Give the material once more, word for word, without any images.

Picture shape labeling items
-- Start --
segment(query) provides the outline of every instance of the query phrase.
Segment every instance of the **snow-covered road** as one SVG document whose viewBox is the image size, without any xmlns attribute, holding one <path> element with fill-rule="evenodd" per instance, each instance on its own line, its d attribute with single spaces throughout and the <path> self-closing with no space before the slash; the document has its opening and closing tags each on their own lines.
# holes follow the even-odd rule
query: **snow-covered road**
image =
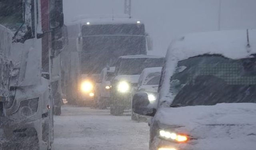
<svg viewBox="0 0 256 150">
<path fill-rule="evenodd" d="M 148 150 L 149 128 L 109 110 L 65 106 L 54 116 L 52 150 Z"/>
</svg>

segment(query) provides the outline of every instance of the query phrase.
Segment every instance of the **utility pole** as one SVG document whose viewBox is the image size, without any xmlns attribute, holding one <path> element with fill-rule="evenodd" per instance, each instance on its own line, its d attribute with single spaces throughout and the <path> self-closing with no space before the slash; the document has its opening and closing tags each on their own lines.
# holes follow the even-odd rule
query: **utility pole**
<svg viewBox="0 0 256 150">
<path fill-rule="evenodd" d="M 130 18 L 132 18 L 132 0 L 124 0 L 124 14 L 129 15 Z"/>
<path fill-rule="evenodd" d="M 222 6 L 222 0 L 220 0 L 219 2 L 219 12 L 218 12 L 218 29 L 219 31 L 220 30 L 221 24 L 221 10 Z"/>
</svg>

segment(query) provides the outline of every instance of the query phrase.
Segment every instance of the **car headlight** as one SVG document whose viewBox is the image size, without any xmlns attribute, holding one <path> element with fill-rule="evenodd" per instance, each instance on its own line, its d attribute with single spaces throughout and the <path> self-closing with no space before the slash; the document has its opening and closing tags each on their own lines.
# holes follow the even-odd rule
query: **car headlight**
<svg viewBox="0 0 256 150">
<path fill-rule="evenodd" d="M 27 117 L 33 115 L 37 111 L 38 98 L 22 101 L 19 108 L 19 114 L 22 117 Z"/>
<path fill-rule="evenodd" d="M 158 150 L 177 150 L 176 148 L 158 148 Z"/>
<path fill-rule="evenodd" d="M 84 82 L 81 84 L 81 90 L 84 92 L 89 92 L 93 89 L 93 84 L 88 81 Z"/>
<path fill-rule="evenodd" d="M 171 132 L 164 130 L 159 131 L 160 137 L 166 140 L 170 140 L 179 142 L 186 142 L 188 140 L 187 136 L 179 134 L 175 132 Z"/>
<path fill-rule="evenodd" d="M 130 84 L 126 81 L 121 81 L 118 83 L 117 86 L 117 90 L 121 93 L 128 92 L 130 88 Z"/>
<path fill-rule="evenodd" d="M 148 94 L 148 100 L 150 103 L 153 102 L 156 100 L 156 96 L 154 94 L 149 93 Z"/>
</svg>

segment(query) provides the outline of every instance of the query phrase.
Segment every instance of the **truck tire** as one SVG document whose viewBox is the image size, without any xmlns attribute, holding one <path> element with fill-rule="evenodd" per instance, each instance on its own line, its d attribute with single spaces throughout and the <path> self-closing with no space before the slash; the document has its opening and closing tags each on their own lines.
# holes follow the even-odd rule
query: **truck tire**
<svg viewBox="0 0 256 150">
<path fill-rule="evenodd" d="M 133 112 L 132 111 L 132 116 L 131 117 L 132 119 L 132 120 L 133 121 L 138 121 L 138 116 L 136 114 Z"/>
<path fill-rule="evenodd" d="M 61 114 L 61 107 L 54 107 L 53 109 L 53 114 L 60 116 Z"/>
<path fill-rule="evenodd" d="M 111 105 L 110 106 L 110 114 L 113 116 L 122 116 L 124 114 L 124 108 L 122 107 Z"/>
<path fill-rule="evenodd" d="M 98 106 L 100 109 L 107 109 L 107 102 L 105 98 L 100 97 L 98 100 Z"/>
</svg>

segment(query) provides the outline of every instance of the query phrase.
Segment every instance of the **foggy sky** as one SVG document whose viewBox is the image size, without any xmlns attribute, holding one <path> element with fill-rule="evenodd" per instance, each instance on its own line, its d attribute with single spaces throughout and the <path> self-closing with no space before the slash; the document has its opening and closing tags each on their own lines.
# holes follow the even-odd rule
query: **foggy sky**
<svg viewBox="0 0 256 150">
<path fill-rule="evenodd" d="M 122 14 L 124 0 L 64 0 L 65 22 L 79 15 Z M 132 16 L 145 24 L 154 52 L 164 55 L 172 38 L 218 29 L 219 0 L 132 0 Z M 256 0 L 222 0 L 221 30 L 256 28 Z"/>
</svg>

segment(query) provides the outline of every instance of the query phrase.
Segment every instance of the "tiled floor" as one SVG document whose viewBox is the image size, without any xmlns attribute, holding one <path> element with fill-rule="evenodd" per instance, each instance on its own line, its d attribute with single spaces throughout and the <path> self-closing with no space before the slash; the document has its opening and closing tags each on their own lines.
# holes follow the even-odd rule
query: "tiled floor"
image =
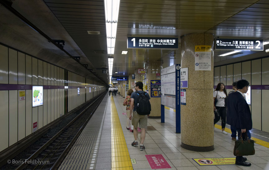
-- End --
The reply
segment(query) provides the outline of every instance of the query phrase.
Segment every instance of the **snow-covered road** as one SVG document whose viewBox is the image size, without any xmlns attribute, holding one <path> element with fill-rule="evenodd" per instance, each instance on its own line, its d attribute with single spaces throughout and the <path> self-closing with no space before the slash; the document has its opening and closing tags each on their own lines.
# holes follow the even-odd rule
query: **snow-covered road**
image =
<svg viewBox="0 0 256 150">
<path fill-rule="evenodd" d="M 148 150 L 149 128 L 109 110 L 65 106 L 54 116 L 52 150 Z"/>
</svg>

segment(query) provides the outline of every instance of the query phrase.
Segment every instance of the **utility pole** as one SVG document whose viewBox is the image size, without any xmlns attribute, holding one <path> element with fill-rule="evenodd" per instance, each instance on its own line, its d attribute with single spaces throughout and the <path> self-closing with no space before the slash; the document has its opening and closing tags each on their own lines.
# holes follow the even-odd rule
query: **utility pole**
<svg viewBox="0 0 256 150">
<path fill-rule="evenodd" d="M 130 18 L 132 18 L 132 0 L 124 0 L 124 14 L 129 15 Z"/>
<path fill-rule="evenodd" d="M 222 6 L 222 0 L 220 0 L 219 2 L 219 12 L 218 12 L 218 29 L 219 31 L 220 30 L 221 24 L 221 10 Z"/>
</svg>

segment(query) provides the outline of every instance of the query phrase.
Segment every instance of the **car headlight** as one SVG document whose viewBox is the image size, without any xmlns attribute, holding one <path> element with fill-rule="evenodd" per instance, each instance on its own line, its d attribute with single spaces throughout and the <path> self-closing with no space before the slash; the document has its opening and closing tags each on their own lines.
# holes follow the even-odd rule
query: **car headlight**
<svg viewBox="0 0 256 150">
<path fill-rule="evenodd" d="M 27 117 L 33 115 L 37 111 L 38 98 L 22 101 L 19 108 L 19 114 L 22 117 Z"/>
<path fill-rule="evenodd" d="M 158 150 L 177 150 L 176 148 L 158 148 Z"/>
<path fill-rule="evenodd" d="M 84 82 L 81 84 L 81 90 L 84 92 L 89 92 L 93 89 L 93 84 L 88 81 Z"/>
<path fill-rule="evenodd" d="M 171 132 L 164 130 L 159 131 L 160 137 L 166 140 L 170 140 L 179 142 L 186 142 L 188 140 L 187 136 L 179 134 L 175 132 Z"/>
<path fill-rule="evenodd" d="M 130 84 L 126 81 L 121 81 L 118 83 L 117 86 L 117 90 L 121 93 L 128 92 L 130 88 Z"/>
<path fill-rule="evenodd" d="M 148 94 L 148 100 L 150 103 L 153 102 L 156 100 L 156 96 L 154 94 L 149 93 Z"/>
</svg>

segment(query) provides the outline of every instance of the query phrase.
Segment every instance of the **truck tire** as one SVG document whose viewBox is the image size, without any xmlns attribute, holding one <path> element with fill-rule="evenodd" per instance, each instance on its own line, its d attribute with single spaces throughout and the <path> self-closing with no space before the slash; the document has its opening and closing tags each on their own lines.
# holes follow the even-odd rule
query: **truck tire**
<svg viewBox="0 0 256 150">
<path fill-rule="evenodd" d="M 133 112 L 132 111 L 132 116 L 131 117 L 132 119 L 132 120 L 133 121 L 138 121 L 138 116 L 136 114 Z"/>
<path fill-rule="evenodd" d="M 61 114 L 61 107 L 54 107 L 53 109 L 53 114 L 60 116 Z"/>
<path fill-rule="evenodd" d="M 111 105 L 110 106 L 110 114 L 113 116 L 122 116 L 124 114 L 124 108 L 122 107 Z"/>
<path fill-rule="evenodd" d="M 98 106 L 100 109 L 107 109 L 107 102 L 105 98 L 100 97 L 98 100 Z"/>
</svg>

segment(query) provides the outline of every instance of the query phrase.
Segment every instance of the **foggy sky** as one SVG document whose viewBox is the image size, without any xmlns attribute, holding one <path> element with fill-rule="evenodd" per instance, each instance on its own line, its d attribute with single spaces throughout and the <path> self-closing with no space before the slash; the document has its opening and closing tags each on their own lines.
# holes follow the even-odd rule
query: **foggy sky**
<svg viewBox="0 0 256 150">
<path fill-rule="evenodd" d="M 122 14 L 124 0 L 64 0 L 65 22 L 79 15 Z M 132 16 L 145 24 L 154 52 L 164 55 L 172 38 L 218 29 L 219 0 L 132 0 Z M 256 0 L 222 0 L 221 30 L 256 28 Z"/>
</svg>

segment(query) provides the outline of every instance of the query phrase.
Segment every instance of the "tiled floor" as one SVG document whose viewBox is the image size, without any xmlns attribute, holding one <path> element with fill-rule="evenodd" per instance, each instance on its own line, its d attribute with single spaces throughout and the <path> self-closing with no space before the slash; the document has its opening and closing tags each on their own lines.
# holes follow the even-odd rule
query: "tiled floor"
image =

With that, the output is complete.